**PROBLEM STATEMENT:** Output only the lines from the one holding "In the picture above, where can the horse hoof" to the end of the data below, please, copied exactly.

**PROVIDED MATERIAL:**
-- BEGIN --

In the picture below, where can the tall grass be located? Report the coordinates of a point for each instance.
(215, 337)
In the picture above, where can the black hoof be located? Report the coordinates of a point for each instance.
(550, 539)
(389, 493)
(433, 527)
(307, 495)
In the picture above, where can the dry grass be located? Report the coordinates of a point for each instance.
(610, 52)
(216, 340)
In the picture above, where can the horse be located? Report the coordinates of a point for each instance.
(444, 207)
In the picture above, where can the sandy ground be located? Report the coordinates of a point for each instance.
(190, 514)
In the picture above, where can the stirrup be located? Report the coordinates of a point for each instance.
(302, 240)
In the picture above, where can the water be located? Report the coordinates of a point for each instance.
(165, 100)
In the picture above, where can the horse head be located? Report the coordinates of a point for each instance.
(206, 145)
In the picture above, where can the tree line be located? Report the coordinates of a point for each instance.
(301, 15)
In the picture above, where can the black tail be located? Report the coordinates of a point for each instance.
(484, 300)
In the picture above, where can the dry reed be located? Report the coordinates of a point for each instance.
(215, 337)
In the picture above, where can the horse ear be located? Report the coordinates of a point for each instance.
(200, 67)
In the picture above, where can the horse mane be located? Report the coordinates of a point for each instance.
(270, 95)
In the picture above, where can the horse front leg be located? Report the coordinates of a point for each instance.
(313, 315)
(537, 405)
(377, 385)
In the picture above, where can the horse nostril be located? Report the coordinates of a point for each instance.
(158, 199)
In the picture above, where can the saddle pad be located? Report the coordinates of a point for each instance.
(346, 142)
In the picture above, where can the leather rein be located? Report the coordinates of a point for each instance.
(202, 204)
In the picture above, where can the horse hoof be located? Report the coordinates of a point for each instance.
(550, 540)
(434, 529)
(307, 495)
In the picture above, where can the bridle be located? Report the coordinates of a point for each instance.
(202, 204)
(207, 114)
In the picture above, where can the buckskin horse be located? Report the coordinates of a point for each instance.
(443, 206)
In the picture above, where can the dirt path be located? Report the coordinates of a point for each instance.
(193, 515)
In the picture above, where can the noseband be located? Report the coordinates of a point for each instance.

-- END --

**TASK ANSWER:**
In the picture above, where can the horse hoof be located? Report the coordinates of a point for each instance.
(550, 540)
(434, 529)
(307, 495)
In the picture above, where can the bridle be located? Report the coordinates of a point for each instance.
(202, 204)
(207, 114)
In the picture above, where can the buckskin horse be located? Report the coordinates of a point for each instance.
(443, 206)
In the picture above, where can the dirt path be located? Report the coordinates of a point for each instance.
(193, 515)
In the picture above, where can the noseband be located? Report the coordinates of a point for each instance.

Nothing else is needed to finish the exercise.